Reading passage:
+ + +
The system should also automatically keep track of all temporary exceptions and changes, as well as any known vulnerabilities in the system.

In other words: a real-time security posture management system must be put in place.

Protect

An attacker may wish to perform different types of actions on this vessel. Since we are only looking at the collision avoidance system here we only consider an adversary that wants to cause an accident. Using a kill-chain approach to our analysis, the threat actor thus has the following tasks to complete:

  • Recon: get an overview of the attack surface
  • Weaponization: create or obtain payloads suiteable for the target system
  • Delivery: deliver the payloads to the systems. Here the adversary may find weaknesses in remote access, perform a supply-chain attack to deliver a flawed update, use an insider to gain access, or compromise an on-shore operator with remote access privileges.
  • Execution: if a technical attack, automated execution will be necessary. For human based attacks, operator executed commands will likely be the way to perform malware execution.
  • Installation: valid accounts on systems, malware running on Windows server
  • Command and control: use internet connection to remotely control the system using installed malware
  • Actions on objectives: reconfigure sensors or collision avoidance system by changing parameters, uploading changed software versions, or turning the system off

If we want to protect against this, we should harden our systems as much as possible.

  • All access should require MFA
  • Segregate networks as much as possible
  • Use least privilege as far as possible (run software as non-privileged users)
  • Write-protect all sensors
  • Run up-to-date security technologies that block known malware (firewalls, antivirus, etc)
  • Run only pre-approved and signed code, block everything else
  • Remote all unused software from all systems, and disable built-in functionality that is not needed
  • Block all non-approved protocols and links on the firewall
  • Block internet egress from endpoints, and only make exceptions for what is needed

Doing this will make it very hard to compromise the system using regular malware, unless operations are run as an administrator that can change the hardening rules. It will most likely protect against most malware being run as an administrator too, if the threat actor is not anticipating the hardening steps. Blocking traffic both on the main firewall and on host based firewalls, makes it unlikely that the threat actor will be able to remove both security controls.
+ + +
Information shown:
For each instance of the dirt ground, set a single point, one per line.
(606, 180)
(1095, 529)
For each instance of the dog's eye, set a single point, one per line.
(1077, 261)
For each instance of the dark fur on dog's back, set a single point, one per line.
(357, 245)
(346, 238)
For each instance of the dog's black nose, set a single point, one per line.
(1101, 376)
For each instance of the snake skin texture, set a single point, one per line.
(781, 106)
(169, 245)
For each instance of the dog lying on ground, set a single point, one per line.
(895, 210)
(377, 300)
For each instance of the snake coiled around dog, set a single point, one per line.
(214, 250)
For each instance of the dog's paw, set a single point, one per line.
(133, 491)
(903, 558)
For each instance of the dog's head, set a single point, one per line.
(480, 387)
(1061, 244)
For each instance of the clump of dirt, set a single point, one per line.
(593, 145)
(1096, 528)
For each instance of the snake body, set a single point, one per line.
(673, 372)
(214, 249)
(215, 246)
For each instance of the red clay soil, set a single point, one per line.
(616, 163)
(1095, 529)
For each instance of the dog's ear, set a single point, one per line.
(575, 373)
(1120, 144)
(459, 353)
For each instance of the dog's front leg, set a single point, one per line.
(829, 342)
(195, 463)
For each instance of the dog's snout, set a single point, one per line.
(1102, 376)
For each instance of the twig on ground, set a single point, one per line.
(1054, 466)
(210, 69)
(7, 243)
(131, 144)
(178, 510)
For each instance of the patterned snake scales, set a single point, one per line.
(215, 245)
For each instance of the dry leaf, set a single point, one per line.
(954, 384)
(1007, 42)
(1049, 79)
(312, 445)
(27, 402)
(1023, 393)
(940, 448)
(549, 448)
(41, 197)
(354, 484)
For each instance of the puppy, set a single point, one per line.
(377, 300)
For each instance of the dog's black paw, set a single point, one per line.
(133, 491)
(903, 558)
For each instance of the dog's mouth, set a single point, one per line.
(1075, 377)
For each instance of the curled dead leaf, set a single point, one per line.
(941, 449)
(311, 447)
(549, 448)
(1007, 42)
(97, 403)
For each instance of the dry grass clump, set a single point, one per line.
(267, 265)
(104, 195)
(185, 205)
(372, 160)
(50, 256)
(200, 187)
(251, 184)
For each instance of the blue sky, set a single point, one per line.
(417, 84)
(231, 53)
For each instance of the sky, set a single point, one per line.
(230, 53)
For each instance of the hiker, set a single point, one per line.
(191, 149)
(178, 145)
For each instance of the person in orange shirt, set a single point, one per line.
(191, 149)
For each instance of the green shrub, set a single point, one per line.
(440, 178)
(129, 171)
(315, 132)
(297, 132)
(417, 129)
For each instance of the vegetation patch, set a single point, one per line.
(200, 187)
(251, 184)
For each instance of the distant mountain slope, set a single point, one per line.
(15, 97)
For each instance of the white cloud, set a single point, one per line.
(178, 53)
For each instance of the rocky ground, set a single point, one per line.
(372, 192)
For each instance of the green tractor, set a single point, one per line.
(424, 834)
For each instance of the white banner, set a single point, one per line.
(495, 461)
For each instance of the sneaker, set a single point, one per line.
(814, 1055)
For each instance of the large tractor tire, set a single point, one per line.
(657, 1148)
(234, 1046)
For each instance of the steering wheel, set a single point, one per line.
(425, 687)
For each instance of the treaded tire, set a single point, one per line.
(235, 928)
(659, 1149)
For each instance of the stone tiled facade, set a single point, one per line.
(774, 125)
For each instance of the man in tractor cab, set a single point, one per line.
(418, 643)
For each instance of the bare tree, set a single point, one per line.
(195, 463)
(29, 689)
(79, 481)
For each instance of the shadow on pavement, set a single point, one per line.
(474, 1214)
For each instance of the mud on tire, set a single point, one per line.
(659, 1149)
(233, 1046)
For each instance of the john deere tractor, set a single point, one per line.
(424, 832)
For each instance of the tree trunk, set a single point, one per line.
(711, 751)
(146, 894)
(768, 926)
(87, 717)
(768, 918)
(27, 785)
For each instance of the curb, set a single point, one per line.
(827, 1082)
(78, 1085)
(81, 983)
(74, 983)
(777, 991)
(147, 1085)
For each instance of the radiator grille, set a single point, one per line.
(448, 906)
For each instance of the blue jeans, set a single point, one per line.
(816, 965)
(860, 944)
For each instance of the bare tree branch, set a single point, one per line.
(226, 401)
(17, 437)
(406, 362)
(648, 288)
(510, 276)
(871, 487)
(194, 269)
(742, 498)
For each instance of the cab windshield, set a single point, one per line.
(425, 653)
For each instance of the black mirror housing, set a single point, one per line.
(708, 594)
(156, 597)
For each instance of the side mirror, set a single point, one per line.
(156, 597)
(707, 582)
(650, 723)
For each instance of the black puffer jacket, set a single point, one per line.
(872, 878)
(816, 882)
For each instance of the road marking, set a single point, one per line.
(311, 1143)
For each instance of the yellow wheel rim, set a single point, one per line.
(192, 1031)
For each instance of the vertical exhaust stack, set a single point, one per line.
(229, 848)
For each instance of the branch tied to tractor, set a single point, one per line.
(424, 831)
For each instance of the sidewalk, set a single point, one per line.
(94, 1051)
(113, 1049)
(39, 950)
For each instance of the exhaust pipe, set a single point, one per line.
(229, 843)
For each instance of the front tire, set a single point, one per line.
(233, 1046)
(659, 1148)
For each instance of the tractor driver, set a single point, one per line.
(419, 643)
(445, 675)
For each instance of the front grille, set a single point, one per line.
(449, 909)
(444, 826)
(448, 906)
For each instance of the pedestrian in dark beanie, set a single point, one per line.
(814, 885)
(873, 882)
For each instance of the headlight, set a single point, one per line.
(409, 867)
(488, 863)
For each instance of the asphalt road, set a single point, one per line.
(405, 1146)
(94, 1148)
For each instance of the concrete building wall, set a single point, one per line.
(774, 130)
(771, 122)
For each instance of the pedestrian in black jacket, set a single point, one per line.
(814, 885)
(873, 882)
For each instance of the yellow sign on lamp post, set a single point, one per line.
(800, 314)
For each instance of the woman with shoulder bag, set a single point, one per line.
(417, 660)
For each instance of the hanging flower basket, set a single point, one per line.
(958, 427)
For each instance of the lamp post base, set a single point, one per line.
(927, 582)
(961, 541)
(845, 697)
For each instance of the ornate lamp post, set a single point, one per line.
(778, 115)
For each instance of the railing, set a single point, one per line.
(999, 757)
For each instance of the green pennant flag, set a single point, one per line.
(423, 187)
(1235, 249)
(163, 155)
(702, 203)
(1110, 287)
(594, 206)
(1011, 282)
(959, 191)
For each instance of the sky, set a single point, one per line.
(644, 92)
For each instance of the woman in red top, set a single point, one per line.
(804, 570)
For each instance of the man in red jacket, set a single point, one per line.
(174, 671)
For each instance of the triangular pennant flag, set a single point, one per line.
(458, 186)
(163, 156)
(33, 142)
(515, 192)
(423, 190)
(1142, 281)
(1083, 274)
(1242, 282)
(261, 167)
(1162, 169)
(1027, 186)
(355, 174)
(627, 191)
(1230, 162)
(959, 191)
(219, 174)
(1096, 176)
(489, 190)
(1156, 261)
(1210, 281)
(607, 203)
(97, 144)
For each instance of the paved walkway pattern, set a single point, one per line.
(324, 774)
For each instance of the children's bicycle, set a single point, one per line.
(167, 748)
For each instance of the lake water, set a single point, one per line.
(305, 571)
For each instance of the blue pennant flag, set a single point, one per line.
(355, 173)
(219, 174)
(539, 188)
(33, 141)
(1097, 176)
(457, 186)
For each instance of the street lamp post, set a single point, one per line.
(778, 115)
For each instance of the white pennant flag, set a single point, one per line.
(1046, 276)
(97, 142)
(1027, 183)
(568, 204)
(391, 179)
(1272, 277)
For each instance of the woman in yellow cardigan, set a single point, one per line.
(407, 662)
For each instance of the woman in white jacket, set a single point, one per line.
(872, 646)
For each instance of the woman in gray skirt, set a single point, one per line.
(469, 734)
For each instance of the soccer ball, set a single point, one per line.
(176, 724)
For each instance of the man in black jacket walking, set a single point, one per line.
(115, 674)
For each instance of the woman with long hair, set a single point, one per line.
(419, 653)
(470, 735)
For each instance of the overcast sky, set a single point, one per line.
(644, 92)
+ + +
Exercise requirements:
A) Shorten the paragraph in the vessel security text that begins "Doing this will make it very hard," and keep its main facts.
B) In the vessel security text, what does the adversary considered in the analysis want to do?
C) Continue the security text about the vessel's collision avoidance system from its last sentence.
The entries above stand apart from the security text on the vessel's collision avoidance system.

Answers by item number:
A) Hardening makes the system very hard to compromise with regular malware, unless an administrator who can change the hardening rules runs operations. It will probably stop most malware run as an administrator too, if the threat actor does not expect the hardening. Blocking traffic on both the main firewall and host-based firewalls makes it unlikely that the threat actor can remove both controls.

B) The adversary wants to cause an accident.

C)
Detect

If an attacker manages to break into the anti-collision system on our vessel, we need to be able of detecting this fast, and responding to it. The autonomous system should ideally perform the detection on its own, without the need for a human analyst due to the need for fast response. Using human (or AI agents) onshore in addition is also a good idea. As a minimum the system should:

  • Log all access requests and authorization requests
  • Apply UEBA (user entity behavior analysis) to detect an unusual activity
  • Use advanced detection technologies such as security features of a NGFW, a SIEM with robust detection rules, thorough audit logging on all network equipment and endpoints
  • Use EDR technology to provide improved endpoint visibility
  • Receive and use threat intelligence in relevant technologies
  • Use deep packet inspection systems with protocol interpreters for any OT systems part of the anti-collision system
  • Map threat models to detection coverage to ensure anticipated attacks are detectable

By using a comprehensive detection approach to cyber events, combined with a well-hardened system, it will be very difficult for a threat actor to take control of the system unnoticed.

Respond and recover

If an attack is detected, it should be dealt with before it can cause any damage. It may be a good idea to conservatively plan for physical response also for an autonomous ship with a cybersecurity intrusion detection, even if the detection is not 100% reliable, especially for a safety critical system. A possible response could be:

  • Isolate the collision avoidance system from the local network automatically
  • Stop the vessel and maintain position (using DP if available and without security detections, and as a backup to drop anchor)
  • Alert nearby ships over radio that “Autonomous ship has lost anti-collision system availability and is maintaining position. Please keep distance. “
  • Alert onshore control of the situation.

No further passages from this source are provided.